» TASK REQUIREMENTS: Print word for word only the lines between the line holding "the doorway opening." and the line holding "[[532, 125, 632, 360]]", inclusive.

» THE RECORDS:
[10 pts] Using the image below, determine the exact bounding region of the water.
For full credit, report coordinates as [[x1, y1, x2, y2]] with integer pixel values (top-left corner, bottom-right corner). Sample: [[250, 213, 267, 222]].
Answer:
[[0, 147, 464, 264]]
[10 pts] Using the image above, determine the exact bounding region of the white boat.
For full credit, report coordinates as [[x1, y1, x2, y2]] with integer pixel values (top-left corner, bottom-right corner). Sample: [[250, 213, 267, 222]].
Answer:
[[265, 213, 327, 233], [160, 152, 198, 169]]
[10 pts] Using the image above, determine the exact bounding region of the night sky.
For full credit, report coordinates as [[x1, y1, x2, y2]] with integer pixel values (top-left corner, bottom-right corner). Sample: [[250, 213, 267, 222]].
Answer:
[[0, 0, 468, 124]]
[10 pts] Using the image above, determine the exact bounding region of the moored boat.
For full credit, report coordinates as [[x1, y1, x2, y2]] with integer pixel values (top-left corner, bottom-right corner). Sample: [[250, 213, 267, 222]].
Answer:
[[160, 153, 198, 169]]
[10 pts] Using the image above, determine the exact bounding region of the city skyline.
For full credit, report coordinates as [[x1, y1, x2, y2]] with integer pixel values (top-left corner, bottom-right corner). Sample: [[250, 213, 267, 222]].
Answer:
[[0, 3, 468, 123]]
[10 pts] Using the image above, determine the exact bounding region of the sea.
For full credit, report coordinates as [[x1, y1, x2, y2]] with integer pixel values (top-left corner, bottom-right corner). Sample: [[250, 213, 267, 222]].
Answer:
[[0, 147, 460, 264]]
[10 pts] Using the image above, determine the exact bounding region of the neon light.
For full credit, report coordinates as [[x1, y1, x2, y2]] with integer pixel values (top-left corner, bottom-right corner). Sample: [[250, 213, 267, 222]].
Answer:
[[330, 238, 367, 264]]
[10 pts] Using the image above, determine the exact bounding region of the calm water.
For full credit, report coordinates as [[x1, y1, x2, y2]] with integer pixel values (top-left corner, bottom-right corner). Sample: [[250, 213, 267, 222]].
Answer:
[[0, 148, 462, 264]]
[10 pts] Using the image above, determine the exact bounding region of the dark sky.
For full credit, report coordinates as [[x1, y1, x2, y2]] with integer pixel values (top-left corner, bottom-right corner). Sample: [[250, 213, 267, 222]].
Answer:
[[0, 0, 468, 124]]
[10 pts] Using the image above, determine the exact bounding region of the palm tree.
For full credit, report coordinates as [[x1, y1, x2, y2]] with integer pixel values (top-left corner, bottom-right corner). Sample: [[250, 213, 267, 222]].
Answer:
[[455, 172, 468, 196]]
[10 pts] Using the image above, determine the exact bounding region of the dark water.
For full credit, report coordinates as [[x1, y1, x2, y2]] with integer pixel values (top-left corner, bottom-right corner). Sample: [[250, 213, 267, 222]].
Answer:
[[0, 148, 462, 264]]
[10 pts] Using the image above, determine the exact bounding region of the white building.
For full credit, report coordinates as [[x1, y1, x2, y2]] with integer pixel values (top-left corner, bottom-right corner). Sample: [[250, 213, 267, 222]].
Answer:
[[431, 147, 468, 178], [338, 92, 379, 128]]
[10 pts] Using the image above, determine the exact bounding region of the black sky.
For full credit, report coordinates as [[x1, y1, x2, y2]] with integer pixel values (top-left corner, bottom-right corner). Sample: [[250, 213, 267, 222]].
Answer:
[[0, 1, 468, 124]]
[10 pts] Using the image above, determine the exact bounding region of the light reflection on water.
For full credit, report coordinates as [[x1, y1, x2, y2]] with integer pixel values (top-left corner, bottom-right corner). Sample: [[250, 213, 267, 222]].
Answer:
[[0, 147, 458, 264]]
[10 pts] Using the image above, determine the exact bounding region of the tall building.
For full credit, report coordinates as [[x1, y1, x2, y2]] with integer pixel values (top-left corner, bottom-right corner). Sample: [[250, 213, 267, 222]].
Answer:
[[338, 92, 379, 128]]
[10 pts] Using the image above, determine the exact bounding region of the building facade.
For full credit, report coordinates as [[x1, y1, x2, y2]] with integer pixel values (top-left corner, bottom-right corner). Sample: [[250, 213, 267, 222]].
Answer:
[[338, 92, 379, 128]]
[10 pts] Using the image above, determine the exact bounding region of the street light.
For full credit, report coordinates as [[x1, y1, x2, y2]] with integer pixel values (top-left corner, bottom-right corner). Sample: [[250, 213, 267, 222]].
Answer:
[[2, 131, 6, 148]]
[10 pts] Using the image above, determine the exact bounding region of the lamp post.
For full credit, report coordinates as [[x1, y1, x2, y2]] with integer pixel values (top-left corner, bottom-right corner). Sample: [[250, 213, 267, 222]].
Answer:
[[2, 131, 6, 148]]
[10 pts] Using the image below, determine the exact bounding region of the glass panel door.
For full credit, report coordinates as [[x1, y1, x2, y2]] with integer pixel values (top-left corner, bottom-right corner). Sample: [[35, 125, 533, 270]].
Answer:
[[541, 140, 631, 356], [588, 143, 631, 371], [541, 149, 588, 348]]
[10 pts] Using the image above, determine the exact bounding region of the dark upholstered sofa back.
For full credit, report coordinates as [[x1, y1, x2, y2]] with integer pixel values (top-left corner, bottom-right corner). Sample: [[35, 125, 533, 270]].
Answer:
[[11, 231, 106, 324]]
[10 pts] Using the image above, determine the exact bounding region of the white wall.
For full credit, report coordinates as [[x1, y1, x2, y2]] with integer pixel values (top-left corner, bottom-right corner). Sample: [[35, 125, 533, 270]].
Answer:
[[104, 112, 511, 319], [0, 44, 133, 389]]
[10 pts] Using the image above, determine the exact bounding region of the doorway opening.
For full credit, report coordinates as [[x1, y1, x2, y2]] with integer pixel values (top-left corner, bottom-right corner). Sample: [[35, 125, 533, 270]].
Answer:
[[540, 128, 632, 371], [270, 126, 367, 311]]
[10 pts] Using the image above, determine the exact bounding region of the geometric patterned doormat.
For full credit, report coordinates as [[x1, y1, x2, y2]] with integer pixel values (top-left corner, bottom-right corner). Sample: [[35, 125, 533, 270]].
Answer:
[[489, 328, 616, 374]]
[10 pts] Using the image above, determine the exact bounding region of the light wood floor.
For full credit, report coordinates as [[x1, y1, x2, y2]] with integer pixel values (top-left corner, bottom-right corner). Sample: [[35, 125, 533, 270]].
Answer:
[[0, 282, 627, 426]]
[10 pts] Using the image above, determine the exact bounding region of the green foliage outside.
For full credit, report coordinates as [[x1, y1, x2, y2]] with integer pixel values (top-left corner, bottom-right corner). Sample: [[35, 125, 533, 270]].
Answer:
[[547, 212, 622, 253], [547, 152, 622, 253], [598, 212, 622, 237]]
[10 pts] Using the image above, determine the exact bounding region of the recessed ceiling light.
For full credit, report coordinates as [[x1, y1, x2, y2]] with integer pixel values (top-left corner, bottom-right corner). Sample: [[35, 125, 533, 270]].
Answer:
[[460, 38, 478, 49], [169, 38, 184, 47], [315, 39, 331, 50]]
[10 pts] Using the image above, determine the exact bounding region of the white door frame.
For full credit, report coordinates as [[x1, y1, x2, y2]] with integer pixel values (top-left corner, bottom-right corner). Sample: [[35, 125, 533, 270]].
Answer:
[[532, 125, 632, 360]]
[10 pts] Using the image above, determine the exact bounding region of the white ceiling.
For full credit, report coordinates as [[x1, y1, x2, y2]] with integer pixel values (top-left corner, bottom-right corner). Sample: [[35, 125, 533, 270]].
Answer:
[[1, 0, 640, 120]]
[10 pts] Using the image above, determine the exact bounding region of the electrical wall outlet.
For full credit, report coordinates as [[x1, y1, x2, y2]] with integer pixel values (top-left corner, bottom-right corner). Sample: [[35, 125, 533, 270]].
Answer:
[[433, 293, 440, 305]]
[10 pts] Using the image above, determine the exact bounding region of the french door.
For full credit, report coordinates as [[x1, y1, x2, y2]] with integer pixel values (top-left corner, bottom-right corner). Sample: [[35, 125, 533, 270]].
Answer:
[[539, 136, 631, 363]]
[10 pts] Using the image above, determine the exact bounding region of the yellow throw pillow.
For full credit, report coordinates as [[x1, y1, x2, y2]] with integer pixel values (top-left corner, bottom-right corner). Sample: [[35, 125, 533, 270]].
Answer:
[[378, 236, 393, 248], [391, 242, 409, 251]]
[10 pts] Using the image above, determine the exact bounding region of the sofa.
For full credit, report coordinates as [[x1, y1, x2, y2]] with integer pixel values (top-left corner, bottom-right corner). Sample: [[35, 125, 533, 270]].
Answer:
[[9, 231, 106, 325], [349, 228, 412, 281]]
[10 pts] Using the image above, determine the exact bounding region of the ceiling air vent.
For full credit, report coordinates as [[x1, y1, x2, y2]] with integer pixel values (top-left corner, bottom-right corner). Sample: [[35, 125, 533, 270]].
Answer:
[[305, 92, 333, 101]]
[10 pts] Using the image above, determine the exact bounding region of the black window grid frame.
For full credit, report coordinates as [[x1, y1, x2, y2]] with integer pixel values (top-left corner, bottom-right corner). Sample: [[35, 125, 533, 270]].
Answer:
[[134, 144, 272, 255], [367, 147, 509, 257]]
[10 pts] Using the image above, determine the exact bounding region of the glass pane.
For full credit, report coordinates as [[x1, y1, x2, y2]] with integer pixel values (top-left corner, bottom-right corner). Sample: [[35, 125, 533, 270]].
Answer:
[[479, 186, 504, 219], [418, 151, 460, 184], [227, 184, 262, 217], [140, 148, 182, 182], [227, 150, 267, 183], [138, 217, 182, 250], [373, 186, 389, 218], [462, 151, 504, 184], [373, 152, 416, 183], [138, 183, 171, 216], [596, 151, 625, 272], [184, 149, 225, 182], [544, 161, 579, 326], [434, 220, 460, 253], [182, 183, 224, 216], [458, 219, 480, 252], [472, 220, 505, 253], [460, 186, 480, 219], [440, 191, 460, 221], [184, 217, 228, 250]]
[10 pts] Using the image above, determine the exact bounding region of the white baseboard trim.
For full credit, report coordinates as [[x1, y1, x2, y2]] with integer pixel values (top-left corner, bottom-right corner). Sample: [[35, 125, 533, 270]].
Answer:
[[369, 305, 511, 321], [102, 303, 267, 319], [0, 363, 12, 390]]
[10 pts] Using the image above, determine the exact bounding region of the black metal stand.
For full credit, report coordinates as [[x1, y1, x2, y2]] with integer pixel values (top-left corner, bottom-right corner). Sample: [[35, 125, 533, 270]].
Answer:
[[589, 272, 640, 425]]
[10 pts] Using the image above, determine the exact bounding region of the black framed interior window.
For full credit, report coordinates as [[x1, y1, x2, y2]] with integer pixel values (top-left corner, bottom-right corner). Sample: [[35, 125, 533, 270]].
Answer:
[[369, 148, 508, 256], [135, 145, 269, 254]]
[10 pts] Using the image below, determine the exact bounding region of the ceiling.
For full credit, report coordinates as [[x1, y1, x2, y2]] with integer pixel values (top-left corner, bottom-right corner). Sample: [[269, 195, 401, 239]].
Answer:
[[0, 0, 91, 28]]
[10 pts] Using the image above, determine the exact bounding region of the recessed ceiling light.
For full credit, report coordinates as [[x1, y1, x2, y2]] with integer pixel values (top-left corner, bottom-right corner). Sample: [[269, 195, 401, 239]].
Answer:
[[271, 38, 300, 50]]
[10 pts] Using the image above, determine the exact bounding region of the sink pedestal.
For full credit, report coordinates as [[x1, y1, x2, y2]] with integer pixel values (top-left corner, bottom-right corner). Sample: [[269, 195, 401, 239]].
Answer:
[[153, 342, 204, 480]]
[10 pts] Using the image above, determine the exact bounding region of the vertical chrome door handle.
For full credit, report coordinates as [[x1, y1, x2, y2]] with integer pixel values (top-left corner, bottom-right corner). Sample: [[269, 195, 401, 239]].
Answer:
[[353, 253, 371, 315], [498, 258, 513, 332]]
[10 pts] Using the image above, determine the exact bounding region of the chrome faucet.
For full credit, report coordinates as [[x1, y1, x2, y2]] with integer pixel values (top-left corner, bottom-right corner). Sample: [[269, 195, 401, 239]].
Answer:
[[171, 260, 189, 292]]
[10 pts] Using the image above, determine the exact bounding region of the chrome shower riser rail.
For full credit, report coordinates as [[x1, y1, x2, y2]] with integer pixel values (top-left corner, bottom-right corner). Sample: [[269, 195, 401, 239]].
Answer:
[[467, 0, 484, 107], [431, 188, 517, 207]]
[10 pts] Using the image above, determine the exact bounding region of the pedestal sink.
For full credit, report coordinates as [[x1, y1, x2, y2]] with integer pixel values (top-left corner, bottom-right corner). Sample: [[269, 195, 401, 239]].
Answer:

» EXERCISE RESULT:
[10 pts] Using the image above, determine the exact bounding region of the doorway opening.
For full credit, report coordinates as [[x1, y1, x2, y2]] with integer pixel values (top-left corner, bottom-right corner). Sample: [[35, 125, 533, 270]].
Answer:
[[540, 128, 632, 371], [270, 126, 367, 311]]
[10 pts] Using the image above, determine the exact bounding region of the geometric patterned doormat.
For full credit, report coordinates as [[x1, y1, x2, y2]] with integer pixel values (top-left corner, bottom-right corner). Sample: [[35, 125, 533, 270]].
Answer:
[[489, 328, 616, 374]]
[10 pts] Using the image above, determine the exact bounding region of the light wood floor.
For full credit, report coordinates as [[x1, y1, x2, y2]] with integer pixel values (top-left corner, bottom-right corner). Sample: [[35, 125, 533, 270]].
Answer:
[[0, 282, 627, 426]]
[10 pts] Using the image above, determine the exact bounding region of the green foliage outside.
For full credit, report coordinates as [[x1, y1, x2, y2]] with integer pixel values (top-left corner, bottom-right corner). Sample: [[35, 125, 533, 270]].
Answer:
[[547, 212, 622, 253], [547, 152, 622, 253], [598, 212, 622, 237]]
[10 pts] Using the image above, determine the exact bounding region of the recessed ceiling light.
For full credit, report coordinates as [[x1, y1, x2, y2]] with integer pixel values (top-left corner, bottom-right corner). Sample: [[35, 125, 533, 270]].
Answer:
[[460, 38, 478, 49], [169, 38, 184, 47], [315, 39, 331, 50]]
[10 pts] Using the image above, determine the exact bounding region of the white door frame.
For full credit, report coordinates as [[x1, y1, x2, y2]] with integer pixel values (top-left corner, bottom-right corner). Sample: [[35, 125, 533, 270]].
Answer:
[[532, 125, 632, 360]]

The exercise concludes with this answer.